>> START Supplied material

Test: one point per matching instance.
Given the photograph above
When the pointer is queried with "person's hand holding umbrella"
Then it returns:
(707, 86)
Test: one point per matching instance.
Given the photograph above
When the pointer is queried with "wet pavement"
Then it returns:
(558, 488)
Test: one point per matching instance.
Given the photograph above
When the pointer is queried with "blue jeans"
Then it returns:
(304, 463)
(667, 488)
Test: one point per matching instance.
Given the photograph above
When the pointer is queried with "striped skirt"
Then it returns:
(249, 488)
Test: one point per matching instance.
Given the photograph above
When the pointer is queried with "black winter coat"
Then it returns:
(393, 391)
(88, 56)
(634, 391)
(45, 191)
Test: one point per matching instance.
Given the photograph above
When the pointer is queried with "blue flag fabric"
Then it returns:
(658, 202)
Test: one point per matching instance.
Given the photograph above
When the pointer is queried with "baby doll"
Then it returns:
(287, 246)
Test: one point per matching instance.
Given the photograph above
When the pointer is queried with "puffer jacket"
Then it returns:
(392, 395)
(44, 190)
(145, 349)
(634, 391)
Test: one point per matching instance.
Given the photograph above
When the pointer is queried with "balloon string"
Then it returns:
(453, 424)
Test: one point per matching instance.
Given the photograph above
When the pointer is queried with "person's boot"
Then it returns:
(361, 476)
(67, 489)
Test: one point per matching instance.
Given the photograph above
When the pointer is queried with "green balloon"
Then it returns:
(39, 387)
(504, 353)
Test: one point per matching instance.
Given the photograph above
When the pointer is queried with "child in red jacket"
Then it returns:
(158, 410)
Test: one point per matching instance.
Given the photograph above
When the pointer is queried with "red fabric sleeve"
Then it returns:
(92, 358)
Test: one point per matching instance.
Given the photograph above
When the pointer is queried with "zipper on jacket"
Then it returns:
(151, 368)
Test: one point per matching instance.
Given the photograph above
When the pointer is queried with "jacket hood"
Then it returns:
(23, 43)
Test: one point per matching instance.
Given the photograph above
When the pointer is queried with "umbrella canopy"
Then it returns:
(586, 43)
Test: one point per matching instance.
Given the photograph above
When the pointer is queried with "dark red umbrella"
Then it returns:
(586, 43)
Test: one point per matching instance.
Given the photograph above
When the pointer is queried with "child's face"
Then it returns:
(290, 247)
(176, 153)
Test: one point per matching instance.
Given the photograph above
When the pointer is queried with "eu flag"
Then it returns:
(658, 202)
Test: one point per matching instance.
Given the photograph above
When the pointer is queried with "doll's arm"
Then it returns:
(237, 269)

>> END Supplied material

> **Exercise prompt**:
Return the entries above exactly, each one complete.

> **Result for this task**:
Test: one point per matching instance.
Given the photograph above
When the pointer is queried with "person's hand holding umbrella"
Then it returns:
(707, 86)
Test: one point per matching instance.
Given the photograph above
When the pointer is queried with "wet pavement"
Then it returns:
(558, 488)
Test: one point per matching instance.
Given the photograph above
When the pointer is queried with "blue jeans"
Then it returns:
(304, 463)
(667, 488)
Test: one point per matching instance.
Given the photograph above
When the pointer is queried with "striped skirt"
Then it returns:
(249, 488)
Test: one point per matching instance.
Given the photograph above
When the pointer is queried with "black winter coat"
Then it returns:
(393, 391)
(88, 56)
(634, 391)
(45, 191)
Test: one point per matching instance.
Given the photograph above
When the pointer is queried with "blue flag fabric"
Then it returns:
(658, 202)
Test: one point per matching instance.
Given the photograph above
When the pointer is queried with "baby doll"
Then it returns:
(287, 246)
Test: one point per matching instance.
Given the photograph above
When the pointer is queried with "puffer jacket"
Then it returns:
(392, 395)
(44, 190)
(145, 349)
(634, 391)
Test: one point per matching instance.
Given the photograph above
When the pointer is queried with "balloon string"
Then it returns:
(453, 424)
Test: one point per matching instance.
Given the photograph above
When the pointer is queried with "person's boot"
Then it returns:
(361, 476)
(67, 489)
Test: one point per matching instance.
Given the photograph above
When the pointer is queried with "green balloon"
Then it returns:
(39, 387)
(504, 353)
Test: one point per matching instance.
Given the photograph above
When the pointer is queried with "child in red jacket"
Then it returns:
(158, 410)
Test: one point per matching instance.
Given the photograph above
When the pointer is queried with "red fabric sleeve"
Then it returns:
(92, 358)
Test: one point per matching instance.
Given the photograph above
When the pointer is queried with "zipper on jacket"
Then it returns:
(151, 368)
Test: one point per matching instance.
Given the photograph above
When the pointer is queried with "jacket hood"
Then it returns:
(23, 43)
Test: one point per matching instance.
Given the photograph above
When the pointer is queried with "umbrella canopy"
Then it returns:
(586, 43)
Test: one point per matching instance.
Given the photograph above
When the pointer is queried with "dark red umbrella"
Then it returns:
(586, 43)
Test: one point per matching instance.
Given the photograph above
When the pointer is queried with "child's face"
Then it returns:
(290, 247)
(176, 153)
Test: one point per matching instance.
Given the photograph above
When the pointer is queried with "eu flag"
Then it returns:
(658, 202)
Test: one point per matching instance.
Given the photograph above
When the pointer is queried with "doll's arm"
Then it returns:
(237, 269)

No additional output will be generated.